____ ENTRIES SHOWN

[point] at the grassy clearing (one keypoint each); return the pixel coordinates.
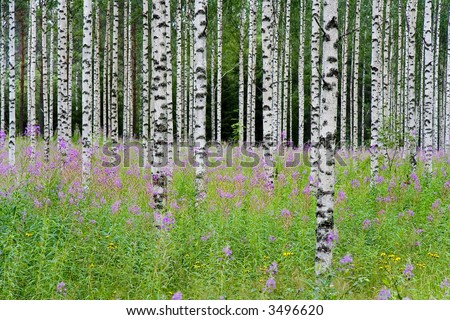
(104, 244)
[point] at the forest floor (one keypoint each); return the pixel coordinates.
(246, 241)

________
____ ENTRIES SHOWN

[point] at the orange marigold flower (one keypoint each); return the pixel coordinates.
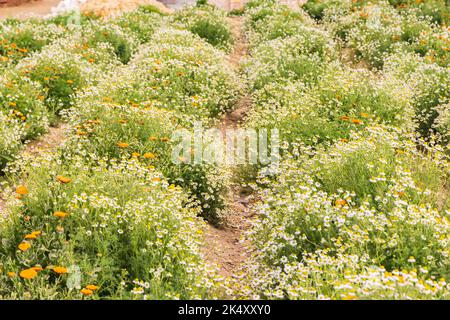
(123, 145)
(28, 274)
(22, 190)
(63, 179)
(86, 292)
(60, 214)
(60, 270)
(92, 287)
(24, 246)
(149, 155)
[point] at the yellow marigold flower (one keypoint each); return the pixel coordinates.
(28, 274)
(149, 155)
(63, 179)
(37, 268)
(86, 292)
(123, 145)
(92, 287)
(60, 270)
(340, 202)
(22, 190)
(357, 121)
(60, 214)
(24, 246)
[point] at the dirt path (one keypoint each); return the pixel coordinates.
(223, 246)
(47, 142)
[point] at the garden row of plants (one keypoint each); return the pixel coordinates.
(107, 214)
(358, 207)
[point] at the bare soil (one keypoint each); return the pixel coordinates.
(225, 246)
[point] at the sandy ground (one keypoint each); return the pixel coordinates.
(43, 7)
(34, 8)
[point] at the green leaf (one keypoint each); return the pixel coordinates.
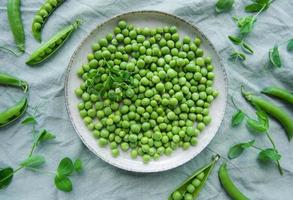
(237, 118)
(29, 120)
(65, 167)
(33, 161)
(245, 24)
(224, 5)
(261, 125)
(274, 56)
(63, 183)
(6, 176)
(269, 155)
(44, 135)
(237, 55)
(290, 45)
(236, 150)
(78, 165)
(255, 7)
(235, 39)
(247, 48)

________

(WHAT TO WORK ON): Pick out every row above that contains the string "flower" and copy each one out in full. Case counts.

(SOLVED PROBLEM):
[point] at the orange marigold flower (one keypoint each); return the pixel coordinates.
[point] at the yellow marigold flower (one keypoint each); return the pixel coordinates.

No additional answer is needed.